■ Problem requirements ■
Gather every line of the records that contains the string "target" and copy each one in full. Case counts.

■ Data entries ■
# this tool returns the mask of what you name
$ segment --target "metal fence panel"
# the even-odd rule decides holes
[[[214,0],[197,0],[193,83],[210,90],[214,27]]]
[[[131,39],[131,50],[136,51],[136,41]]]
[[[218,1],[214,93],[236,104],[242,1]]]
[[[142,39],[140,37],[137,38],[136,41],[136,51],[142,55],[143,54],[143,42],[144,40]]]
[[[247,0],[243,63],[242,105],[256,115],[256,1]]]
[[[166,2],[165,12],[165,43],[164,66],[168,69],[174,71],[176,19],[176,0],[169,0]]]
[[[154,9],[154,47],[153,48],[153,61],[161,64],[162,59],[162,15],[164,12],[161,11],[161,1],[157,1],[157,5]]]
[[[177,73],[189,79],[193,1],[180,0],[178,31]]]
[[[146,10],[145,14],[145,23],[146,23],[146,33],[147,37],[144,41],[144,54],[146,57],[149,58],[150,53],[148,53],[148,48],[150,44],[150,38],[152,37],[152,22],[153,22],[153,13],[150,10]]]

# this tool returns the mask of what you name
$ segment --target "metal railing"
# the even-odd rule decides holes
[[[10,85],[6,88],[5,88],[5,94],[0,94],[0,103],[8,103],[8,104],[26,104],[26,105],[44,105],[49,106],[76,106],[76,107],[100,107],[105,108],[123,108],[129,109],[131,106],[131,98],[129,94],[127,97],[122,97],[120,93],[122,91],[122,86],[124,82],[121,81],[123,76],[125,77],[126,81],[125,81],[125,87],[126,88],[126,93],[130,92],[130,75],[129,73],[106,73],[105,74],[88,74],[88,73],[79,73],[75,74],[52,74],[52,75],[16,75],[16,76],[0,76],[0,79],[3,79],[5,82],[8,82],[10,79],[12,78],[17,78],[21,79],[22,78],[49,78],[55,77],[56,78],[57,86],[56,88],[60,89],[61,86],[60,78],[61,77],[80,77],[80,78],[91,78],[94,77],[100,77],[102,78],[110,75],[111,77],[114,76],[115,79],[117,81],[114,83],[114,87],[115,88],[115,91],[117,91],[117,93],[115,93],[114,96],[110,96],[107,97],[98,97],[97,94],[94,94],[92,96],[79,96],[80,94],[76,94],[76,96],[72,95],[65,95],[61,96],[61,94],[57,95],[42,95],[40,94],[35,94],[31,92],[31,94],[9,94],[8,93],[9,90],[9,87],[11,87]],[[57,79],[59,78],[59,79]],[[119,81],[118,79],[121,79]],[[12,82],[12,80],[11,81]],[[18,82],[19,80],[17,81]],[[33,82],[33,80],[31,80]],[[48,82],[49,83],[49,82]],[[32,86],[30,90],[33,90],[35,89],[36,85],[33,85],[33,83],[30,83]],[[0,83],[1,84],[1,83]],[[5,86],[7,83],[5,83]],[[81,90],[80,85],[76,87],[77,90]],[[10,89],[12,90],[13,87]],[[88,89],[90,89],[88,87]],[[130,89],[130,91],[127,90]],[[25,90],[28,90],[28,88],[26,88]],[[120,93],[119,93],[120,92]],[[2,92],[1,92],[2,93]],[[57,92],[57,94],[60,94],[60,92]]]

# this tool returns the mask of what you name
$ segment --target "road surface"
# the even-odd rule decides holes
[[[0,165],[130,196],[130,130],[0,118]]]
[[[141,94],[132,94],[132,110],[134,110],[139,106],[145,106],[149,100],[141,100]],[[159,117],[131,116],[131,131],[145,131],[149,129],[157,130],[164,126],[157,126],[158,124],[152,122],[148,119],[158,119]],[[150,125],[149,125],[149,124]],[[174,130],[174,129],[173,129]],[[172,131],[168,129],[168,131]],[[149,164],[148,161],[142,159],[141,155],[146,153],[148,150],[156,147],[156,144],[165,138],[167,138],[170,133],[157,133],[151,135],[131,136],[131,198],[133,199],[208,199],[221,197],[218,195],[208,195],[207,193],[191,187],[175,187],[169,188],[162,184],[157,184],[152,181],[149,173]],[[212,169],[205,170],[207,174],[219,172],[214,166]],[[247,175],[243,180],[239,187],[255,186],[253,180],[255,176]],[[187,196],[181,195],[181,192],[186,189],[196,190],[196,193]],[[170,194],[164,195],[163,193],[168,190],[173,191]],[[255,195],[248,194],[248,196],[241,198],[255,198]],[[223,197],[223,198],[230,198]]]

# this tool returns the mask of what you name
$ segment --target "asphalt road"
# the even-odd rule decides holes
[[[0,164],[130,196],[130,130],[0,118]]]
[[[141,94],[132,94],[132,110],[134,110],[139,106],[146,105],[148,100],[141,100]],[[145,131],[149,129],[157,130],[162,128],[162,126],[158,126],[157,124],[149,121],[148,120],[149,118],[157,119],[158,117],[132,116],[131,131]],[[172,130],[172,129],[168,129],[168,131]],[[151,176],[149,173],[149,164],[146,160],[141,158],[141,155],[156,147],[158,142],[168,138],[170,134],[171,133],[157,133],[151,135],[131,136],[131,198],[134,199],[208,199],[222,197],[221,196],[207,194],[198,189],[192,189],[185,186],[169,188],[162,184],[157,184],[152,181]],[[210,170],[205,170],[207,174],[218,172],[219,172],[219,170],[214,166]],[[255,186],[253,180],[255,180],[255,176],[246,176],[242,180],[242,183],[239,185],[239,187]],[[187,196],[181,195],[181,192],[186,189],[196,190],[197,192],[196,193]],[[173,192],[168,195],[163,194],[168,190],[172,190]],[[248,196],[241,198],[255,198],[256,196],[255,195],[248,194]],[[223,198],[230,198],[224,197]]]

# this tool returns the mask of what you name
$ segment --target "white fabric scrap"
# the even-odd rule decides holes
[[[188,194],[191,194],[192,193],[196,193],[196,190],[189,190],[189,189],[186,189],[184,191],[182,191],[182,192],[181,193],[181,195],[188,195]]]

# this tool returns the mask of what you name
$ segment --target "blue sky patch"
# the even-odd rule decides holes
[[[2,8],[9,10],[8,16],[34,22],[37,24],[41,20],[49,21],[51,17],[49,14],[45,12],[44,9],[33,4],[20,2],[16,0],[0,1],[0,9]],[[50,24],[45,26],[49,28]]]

■ Answer for this exercise ■
$ segment --target "metal fence panel"
$ segment --target "metal railing"
$ segment --target "road surface"
$ segment --target "asphalt road"
$ segment --target "white fabric scrap"
$ segment --target "blue sky patch"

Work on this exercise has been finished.